- **Source document**:
====

Monday, August 13, 2012

Extraterrestrial Contact: The Weight of Our Decisions

The question has to be asked when considering the response to extraterrestrial First Contact. What if we screw it up? That may sound like a worry not worth considering, as First Contact of any sort is hard to predict in terms of how it might happen. I do think it’s a question that will be foremost on the minds of those involved in the event, if it occurs some time in our future. Why? Primarily because high information First Contact would likely have a profound impact on human civilization.

It will also be a situation unlike any we have encountered in human history. That uniqueness presents problems. We can’t do a best practices review of First Contact situations. Well, that’s not entirely true. We could certainly do a review of human to human First Contact in history. The initial meetings between human societies have been well documented. A few of those situations may have turned out okay for the civilization with lesser technology, but as has been pointed out time after time, most of those situations did not turn out well for the technologically weaker civilization. There is a long list of human societies rendered extinct because of First Contact with other humans.
Aliens are unlikely to be like humans and such comparisons only go so far. And that means that we don’t have any roadmap for extraterrestrial First Contact. That makes it a potentially dynamic event and one where we are forced to fly by the seat of our pants, so to speak. If we screw it up- who’s to say what negative impacts there could be for the human race? (not to mention the rest of the Earth and it’s creatures that we usually forget to consider). If we are too open we could unleash biological dangers on Earth. If we are too open we could find ourselves flooded by alien information, causing a tidal wave effect for our scientific and social institutions. If we are hostile we could create conflict. If we are hostile we could cause the aliens to avoid us.

====

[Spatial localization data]

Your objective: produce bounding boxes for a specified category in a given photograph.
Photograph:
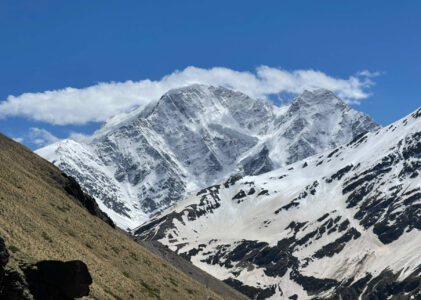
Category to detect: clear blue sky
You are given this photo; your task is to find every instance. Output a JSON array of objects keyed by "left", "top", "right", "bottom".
[{"left": 0, "top": 0, "right": 421, "bottom": 148}]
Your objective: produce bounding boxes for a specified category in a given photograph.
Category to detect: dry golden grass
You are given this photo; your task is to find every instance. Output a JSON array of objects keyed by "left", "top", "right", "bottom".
[{"left": 0, "top": 135, "right": 245, "bottom": 300}]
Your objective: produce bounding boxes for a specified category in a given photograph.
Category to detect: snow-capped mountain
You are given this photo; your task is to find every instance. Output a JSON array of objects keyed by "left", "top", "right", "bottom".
[
  {"left": 36, "top": 85, "right": 378, "bottom": 228},
  {"left": 133, "top": 108, "right": 421, "bottom": 299}
]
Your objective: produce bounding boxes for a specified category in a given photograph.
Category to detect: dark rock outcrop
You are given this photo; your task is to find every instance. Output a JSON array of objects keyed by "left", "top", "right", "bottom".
[
  {"left": 0, "top": 237, "right": 92, "bottom": 300},
  {"left": 24, "top": 260, "right": 92, "bottom": 300},
  {"left": 62, "top": 173, "right": 115, "bottom": 228}
]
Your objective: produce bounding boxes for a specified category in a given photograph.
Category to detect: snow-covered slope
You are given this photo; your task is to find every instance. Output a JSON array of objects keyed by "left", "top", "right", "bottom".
[
  {"left": 133, "top": 108, "right": 421, "bottom": 299},
  {"left": 37, "top": 85, "right": 378, "bottom": 228}
]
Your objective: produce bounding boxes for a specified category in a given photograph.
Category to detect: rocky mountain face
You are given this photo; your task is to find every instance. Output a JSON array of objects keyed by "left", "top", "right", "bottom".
[
  {"left": 133, "top": 107, "right": 421, "bottom": 299},
  {"left": 37, "top": 85, "right": 378, "bottom": 229},
  {"left": 0, "top": 133, "right": 245, "bottom": 300},
  {"left": 0, "top": 237, "right": 92, "bottom": 300}
]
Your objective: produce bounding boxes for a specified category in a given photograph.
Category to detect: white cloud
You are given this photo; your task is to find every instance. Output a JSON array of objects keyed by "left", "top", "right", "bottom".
[
  {"left": 12, "top": 138, "right": 24, "bottom": 144},
  {"left": 28, "top": 127, "right": 60, "bottom": 147},
  {"left": 0, "top": 66, "right": 378, "bottom": 125}
]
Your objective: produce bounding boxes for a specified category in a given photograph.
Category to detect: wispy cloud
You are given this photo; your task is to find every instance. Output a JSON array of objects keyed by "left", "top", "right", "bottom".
[
  {"left": 12, "top": 137, "right": 24, "bottom": 143},
  {"left": 0, "top": 66, "right": 378, "bottom": 125},
  {"left": 28, "top": 127, "right": 60, "bottom": 147}
]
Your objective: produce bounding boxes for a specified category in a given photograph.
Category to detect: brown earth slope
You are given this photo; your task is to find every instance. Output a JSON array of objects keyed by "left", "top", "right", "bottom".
[{"left": 0, "top": 134, "right": 246, "bottom": 300}]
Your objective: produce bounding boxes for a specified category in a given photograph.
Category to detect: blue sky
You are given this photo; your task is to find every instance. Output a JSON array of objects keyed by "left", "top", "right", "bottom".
[{"left": 0, "top": 0, "right": 421, "bottom": 149}]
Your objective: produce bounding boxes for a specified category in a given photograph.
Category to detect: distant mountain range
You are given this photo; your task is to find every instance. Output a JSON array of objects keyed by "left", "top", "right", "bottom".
[
  {"left": 36, "top": 85, "right": 379, "bottom": 229},
  {"left": 133, "top": 105, "right": 421, "bottom": 299}
]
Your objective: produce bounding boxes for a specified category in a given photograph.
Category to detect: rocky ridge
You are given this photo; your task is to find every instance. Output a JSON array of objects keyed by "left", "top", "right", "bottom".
[
  {"left": 133, "top": 108, "right": 421, "bottom": 299},
  {"left": 37, "top": 85, "right": 378, "bottom": 229}
]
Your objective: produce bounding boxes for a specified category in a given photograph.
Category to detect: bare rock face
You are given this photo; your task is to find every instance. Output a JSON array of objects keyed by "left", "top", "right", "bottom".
[
  {"left": 0, "top": 237, "right": 92, "bottom": 300},
  {"left": 37, "top": 85, "right": 378, "bottom": 229},
  {"left": 24, "top": 260, "right": 92, "bottom": 300},
  {"left": 133, "top": 106, "right": 421, "bottom": 300}
]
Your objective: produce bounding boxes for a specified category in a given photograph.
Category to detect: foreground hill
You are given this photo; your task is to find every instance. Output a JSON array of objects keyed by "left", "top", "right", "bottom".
[
  {"left": 134, "top": 108, "right": 421, "bottom": 299},
  {"left": 37, "top": 85, "right": 378, "bottom": 229},
  {"left": 0, "top": 134, "right": 246, "bottom": 300}
]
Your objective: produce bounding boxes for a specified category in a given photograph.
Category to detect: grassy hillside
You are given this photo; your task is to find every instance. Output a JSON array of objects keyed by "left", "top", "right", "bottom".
[{"left": 0, "top": 134, "right": 244, "bottom": 300}]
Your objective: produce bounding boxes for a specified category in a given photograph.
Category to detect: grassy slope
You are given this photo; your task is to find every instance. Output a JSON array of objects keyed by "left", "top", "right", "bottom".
[{"left": 0, "top": 135, "right": 243, "bottom": 300}]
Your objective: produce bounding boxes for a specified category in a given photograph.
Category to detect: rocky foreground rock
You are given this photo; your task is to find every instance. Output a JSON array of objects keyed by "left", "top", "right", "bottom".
[{"left": 0, "top": 237, "right": 92, "bottom": 300}]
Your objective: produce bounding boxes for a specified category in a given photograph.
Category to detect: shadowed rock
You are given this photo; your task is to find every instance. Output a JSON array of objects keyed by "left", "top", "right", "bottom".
[{"left": 24, "top": 260, "right": 92, "bottom": 300}]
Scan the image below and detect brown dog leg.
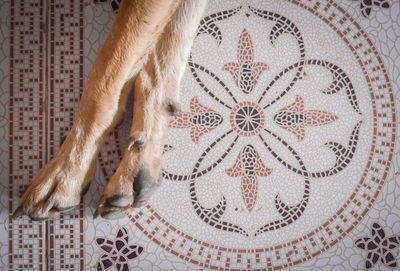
[13,0,179,219]
[96,0,207,218]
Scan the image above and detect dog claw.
[168,103,182,117]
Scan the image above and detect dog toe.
[168,103,182,117]
[106,195,133,207]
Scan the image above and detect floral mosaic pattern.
[0,0,400,271]
[98,1,394,269]
[355,0,390,17]
[164,4,361,236]
[355,223,400,269]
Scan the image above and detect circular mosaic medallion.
[101,0,396,269]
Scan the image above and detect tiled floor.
[0,0,400,271]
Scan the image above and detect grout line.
[43,0,51,271]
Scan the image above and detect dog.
[12,0,208,220]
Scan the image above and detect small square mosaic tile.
[0,0,400,271]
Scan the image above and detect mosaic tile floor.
[0,0,400,271]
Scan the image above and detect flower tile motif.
[169,97,223,143]
[274,95,338,141]
[223,29,268,94]
[355,223,400,269]
[226,145,272,212]
[96,228,143,271]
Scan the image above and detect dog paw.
[94,166,161,219]
[128,131,147,150]
[12,164,88,220]
[133,167,162,207]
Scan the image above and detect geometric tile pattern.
[0,0,400,271]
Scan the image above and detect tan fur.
[14,0,207,219]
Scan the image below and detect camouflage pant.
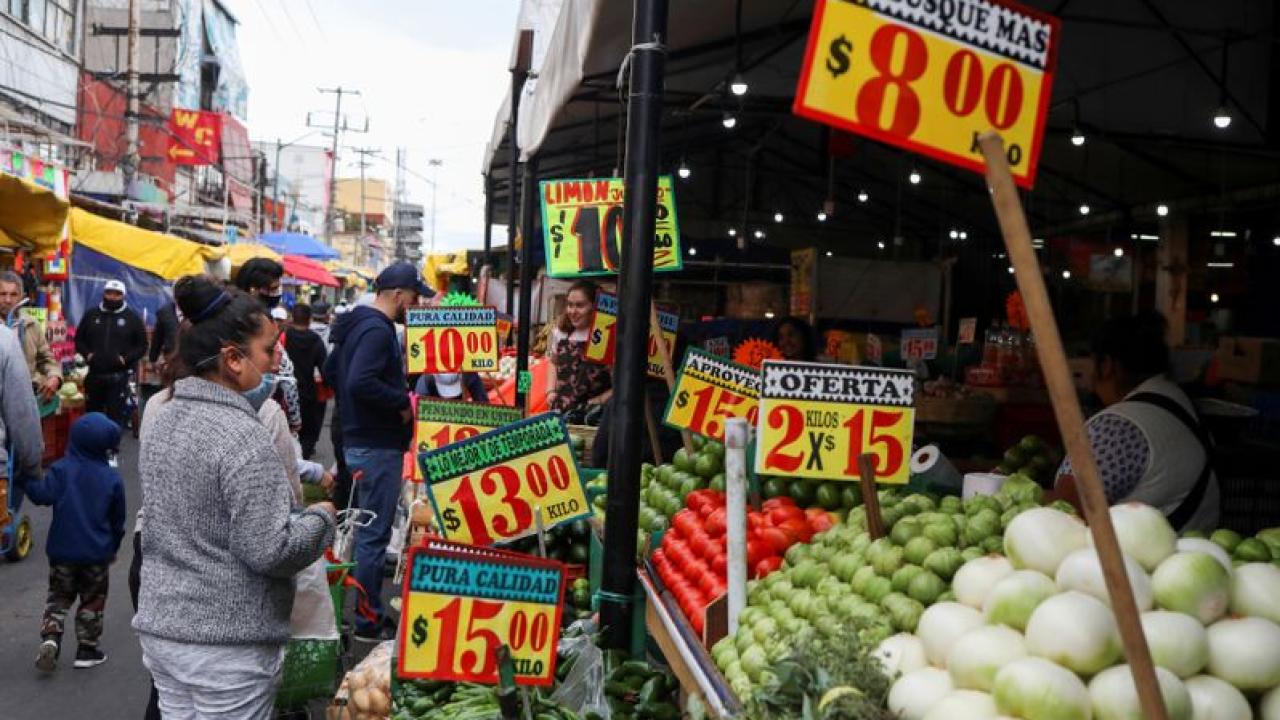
[40,564,111,647]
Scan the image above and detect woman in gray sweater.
[133,275,334,719]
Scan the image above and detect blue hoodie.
[324,306,413,452]
[26,413,125,565]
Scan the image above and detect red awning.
[284,255,339,287]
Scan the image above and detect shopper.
[283,304,329,460]
[0,270,63,402]
[133,277,334,719]
[76,281,147,425]
[27,413,125,673]
[324,263,435,642]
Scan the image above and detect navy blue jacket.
[323,306,413,452]
[26,413,125,565]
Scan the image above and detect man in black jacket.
[76,281,147,427]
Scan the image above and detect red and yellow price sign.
[792,0,1061,188]
[584,291,680,379]
[404,307,498,374]
[663,347,760,439]
[755,360,915,484]
[419,413,591,544]
[397,542,566,685]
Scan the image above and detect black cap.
[374,261,435,297]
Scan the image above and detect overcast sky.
[224,0,518,251]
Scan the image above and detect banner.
[662,347,760,439]
[169,108,223,165]
[404,307,498,375]
[419,413,591,544]
[582,291,680,379]
[413,398,524,483]
[792,0,1061,190]
[396,541,566,687]
[539,176,685,278]
[755,360,915,484]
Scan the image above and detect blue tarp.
[255,232,340,260]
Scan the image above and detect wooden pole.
[978,131,1167,720]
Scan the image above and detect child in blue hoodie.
[27,413,125,673]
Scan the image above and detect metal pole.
[516,158,540,412]
[600,0,667,648]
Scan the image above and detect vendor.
[1056,313,1219,532]
[547,281,613,413]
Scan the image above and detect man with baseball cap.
[76,281,147,427]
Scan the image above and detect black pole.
[516,158,537,410]
[600,0,667,648]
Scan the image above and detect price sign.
[662,347,760,439]
[413,398,522,483]
[792,0,1061,188]
[396,542,566,685]
[419,413,591,544]
[755,360,915,484]
[540,176,685,278]
[404,307,498,374]
[584,292,680,379]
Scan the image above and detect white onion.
[915,602,983,669]
[1151,552,1231,625]
[1183,675,1253,720]
[1005,507,1088,577]
[982,570,1057,630]
[1089,665,1192,720]
[951,555,1014,610]
[1142,610,1208,678]
[1027,591,1121,675]
[1231,562,1280,623]
[1208,609,1280,692]
[992,657,1092,720]
[888,667,955,720]
[1055,547,1156,612]
[947,625,1027,692]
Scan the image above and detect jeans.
[344,447,404,632]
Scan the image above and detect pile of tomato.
[652,489,836,633]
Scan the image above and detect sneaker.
[76,646,106,669]
[36,638,60,673]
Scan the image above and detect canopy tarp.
[69,208,227,281]
[257,232,340,260]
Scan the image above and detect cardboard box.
[1215,337,1280,384]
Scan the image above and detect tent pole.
[600,0,667,648]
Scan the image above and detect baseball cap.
[374,261,435,297]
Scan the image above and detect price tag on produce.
[755,360,915,484]
[792,0,1061,188]
[404,307,498,374]
[413,398,521,482]
[662,347,760,439]
[396,542,566,685]
[584,292,680,379]
[419,413,591,544]
[540,176,685,278]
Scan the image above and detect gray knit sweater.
[133,378,334,644]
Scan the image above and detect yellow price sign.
[539,176,685,278]
[792,0,1061,188]
[404,307,498,374]
[419,413,591,544]
[397,542,566,685]
[755,360,915,484]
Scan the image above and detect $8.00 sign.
[397,542,564,685]
[404,307,498,374]
[794,0,1060,188]
[755,360,915,483]
[419,413,590,544]
[663,347,760,439]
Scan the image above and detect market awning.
[69,208,227,281]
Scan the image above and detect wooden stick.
[978,131,1167,720]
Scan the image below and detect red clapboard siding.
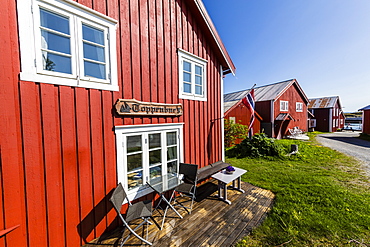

====

- **Directions for this task**:
Continue the essay on extraterrestrial First Contact from the point where it stops.

- **Output of the exercise**:
Of course, there is a middle road that could be followed. Staying on the middle road won’t be easy. The whole of humanity would be embroiled in a debate over the response to First Contact. It may be hard to reach consensus. World leaders may be forced to make tough decisions. Two hundred years later humans could point to those decisions and say that the wrong decision was made and that humanity was irrevocably harmed. Just a little pressure.
What can be done? Nothing. A bold and active response will be required in a direct First Contact situation. We must hope that the world leaders making those decisions are thoughtful, careful and have a clear vision for the future of humanity. We don’t want to screw this up. Future generations will be counting on us.